### [Short task]
Repeat the records below word for word, but start at the line that contains "Tag the gravel", stop after the last line, and include nothing else.

### [Materials provided]
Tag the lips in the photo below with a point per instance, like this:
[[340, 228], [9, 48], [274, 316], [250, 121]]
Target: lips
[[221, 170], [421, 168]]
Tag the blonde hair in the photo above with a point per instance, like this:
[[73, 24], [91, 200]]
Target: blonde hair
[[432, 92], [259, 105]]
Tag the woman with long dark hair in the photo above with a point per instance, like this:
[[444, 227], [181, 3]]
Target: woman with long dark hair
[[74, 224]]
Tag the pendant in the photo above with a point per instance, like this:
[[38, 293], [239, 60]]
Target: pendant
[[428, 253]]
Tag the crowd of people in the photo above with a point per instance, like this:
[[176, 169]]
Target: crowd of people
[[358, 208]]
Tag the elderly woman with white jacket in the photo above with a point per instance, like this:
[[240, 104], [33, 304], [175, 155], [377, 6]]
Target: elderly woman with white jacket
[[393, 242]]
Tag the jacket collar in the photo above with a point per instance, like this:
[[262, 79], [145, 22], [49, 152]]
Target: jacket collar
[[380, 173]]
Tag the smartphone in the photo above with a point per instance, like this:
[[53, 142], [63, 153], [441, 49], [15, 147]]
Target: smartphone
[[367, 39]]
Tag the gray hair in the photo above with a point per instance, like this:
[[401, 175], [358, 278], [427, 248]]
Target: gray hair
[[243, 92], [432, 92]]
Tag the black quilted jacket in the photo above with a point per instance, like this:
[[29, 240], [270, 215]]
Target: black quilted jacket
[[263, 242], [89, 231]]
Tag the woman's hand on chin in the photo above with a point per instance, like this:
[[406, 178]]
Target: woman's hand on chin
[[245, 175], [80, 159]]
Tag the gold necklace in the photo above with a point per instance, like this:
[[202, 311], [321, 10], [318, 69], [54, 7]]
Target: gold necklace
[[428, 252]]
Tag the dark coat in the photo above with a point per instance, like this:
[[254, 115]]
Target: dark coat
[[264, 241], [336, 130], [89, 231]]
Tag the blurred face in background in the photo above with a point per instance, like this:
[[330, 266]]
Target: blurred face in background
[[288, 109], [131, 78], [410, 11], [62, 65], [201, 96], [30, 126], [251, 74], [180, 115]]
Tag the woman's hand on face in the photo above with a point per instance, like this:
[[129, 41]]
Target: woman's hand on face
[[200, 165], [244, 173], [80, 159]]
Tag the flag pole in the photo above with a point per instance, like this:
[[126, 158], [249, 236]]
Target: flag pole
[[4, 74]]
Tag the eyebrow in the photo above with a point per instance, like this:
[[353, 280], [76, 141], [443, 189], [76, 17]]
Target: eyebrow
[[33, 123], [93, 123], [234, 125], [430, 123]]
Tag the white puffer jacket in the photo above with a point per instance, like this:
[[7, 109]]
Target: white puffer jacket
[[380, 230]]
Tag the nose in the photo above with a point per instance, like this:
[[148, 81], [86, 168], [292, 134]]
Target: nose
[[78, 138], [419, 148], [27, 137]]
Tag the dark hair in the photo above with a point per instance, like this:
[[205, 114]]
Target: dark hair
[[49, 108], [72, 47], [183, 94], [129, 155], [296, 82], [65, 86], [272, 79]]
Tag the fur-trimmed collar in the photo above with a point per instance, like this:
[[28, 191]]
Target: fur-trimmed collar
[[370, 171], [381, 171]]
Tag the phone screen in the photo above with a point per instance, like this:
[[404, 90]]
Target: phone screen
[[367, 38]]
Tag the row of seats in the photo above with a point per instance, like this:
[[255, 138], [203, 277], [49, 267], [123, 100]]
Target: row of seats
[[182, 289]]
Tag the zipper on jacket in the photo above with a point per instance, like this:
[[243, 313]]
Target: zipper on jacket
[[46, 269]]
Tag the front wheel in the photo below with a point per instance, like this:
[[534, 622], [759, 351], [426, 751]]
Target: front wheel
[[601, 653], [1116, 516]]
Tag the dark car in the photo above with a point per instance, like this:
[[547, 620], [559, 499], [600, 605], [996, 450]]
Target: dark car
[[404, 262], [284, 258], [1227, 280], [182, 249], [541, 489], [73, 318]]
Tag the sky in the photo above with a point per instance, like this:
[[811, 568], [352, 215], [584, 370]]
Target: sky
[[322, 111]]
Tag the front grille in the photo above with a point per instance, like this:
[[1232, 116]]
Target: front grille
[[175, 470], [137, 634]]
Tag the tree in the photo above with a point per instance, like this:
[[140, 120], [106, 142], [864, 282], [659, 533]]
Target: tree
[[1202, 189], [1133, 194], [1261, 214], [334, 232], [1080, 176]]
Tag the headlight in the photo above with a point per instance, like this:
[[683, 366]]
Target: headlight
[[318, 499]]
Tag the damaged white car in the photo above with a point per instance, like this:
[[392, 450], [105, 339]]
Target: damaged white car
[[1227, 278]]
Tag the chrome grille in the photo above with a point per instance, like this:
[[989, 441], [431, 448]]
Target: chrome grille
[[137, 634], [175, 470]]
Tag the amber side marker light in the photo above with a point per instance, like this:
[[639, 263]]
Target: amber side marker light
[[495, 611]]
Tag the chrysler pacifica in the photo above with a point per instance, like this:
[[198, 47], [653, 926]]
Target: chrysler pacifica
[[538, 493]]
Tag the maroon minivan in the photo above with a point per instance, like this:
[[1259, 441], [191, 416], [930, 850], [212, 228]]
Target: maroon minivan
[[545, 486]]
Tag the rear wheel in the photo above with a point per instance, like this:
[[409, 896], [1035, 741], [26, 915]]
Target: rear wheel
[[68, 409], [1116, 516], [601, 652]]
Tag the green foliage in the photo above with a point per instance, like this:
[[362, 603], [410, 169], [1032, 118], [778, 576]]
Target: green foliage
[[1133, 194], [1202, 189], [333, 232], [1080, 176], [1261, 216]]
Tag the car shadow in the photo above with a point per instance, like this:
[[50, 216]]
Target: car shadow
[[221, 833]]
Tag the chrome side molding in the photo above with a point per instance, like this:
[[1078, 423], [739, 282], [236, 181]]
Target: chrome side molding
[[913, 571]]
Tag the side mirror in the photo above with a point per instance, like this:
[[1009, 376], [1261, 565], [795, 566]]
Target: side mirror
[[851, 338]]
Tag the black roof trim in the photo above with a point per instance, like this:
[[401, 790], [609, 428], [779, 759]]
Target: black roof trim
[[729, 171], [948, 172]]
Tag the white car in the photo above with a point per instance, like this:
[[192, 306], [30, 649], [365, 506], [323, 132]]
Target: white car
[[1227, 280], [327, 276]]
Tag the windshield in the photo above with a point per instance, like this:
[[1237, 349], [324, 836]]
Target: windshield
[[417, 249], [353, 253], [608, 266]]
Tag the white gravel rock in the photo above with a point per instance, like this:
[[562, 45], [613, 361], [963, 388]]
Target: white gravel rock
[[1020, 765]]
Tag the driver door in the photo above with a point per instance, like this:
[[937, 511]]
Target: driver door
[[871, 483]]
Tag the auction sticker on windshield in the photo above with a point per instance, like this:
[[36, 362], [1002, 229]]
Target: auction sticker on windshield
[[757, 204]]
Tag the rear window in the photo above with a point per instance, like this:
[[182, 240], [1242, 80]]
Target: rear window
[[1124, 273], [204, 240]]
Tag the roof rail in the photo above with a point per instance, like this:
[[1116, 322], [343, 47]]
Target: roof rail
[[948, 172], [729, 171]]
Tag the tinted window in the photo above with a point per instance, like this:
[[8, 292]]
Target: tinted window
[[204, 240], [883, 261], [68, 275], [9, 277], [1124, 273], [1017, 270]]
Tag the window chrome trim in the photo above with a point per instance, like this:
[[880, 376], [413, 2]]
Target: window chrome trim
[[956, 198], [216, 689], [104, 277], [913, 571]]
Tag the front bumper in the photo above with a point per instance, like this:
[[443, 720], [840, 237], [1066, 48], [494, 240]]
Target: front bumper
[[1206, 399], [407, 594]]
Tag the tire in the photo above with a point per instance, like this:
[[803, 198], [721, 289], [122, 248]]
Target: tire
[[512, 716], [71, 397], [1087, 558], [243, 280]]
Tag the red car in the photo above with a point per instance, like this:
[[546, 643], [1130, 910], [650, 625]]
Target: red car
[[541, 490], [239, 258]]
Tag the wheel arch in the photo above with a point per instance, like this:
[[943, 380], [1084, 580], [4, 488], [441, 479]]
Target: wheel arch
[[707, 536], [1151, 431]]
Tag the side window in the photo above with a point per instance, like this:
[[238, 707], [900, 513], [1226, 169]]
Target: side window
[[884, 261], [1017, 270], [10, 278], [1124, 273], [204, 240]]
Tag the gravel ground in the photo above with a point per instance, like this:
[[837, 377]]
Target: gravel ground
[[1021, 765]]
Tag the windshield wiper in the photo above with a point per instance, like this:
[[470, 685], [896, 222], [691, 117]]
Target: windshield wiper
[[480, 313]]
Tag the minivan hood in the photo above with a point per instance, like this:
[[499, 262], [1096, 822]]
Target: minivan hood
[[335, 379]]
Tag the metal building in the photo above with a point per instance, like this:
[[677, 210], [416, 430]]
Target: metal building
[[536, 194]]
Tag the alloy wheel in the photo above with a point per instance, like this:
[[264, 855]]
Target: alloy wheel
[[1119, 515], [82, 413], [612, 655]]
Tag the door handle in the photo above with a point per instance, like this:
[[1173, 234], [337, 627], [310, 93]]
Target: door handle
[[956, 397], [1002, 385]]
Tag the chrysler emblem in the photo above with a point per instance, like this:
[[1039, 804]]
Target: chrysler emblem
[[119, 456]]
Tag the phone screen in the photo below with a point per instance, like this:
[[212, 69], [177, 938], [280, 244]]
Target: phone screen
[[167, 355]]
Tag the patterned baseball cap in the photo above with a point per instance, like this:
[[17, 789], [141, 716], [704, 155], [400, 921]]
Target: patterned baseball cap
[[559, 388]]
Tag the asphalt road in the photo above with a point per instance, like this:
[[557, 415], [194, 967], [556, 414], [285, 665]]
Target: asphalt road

### [Solution to this problem]
Tag the gravel ground in the photo above with a point per instance, like this:
[[837, 377]]
Target: gravel ground
[[1021, 765]]
Tag the windshield wiper in the photo above with a point per instance, like this:
[[470, 685], [896, 222], [691, 117]]
Target: windshield wiper
[[480, 313]]
Tag the minivan hood in the photo above with a point per instance, like this:
[[499, 262], [1096, 822]]
Target: minivan hood
[[335, 379]]
Tag the metal building in the photo above with a point per instance, like this:
[[677, 210], [416, 430]]
Target: metal building
[[536, 194]]
Tag the alloy wheel in the photo above with a point per instance, like this:
[[264, 855]]
Target: alloy wheel
[[1119, 515], [82, 413], [612, 655]]
Tag the door handle in the photo above with a point per instance, like this:
[[1173, 234], [337, 627], [310, 93]]
Target: door handle
[[956, 397], [1002, 385]]
Tag the chrysler emblem in the photo above with a point per instance, like this:
[[1039, 804]]
Target: chrysler emblem
[[119, 456]]
Tag the phone screen in the photo below with a point per instance, like this:
[[212, 69], [177, 938], [280, 244]]
Target: phone screen
[[167, 355]]
Tag the patterned baseball cap in the photo above with a point per instance, like this:
[[17, 789], [141, 716], [704, 155], [400, 921]]
Target: patterned baseball cap
[[559, 388]]
Tag the asphalt road in the photo above with a point per instance, like this:
[[557, 415], [194, 967], [556, 414], [285, 665]]
Target: asphalt road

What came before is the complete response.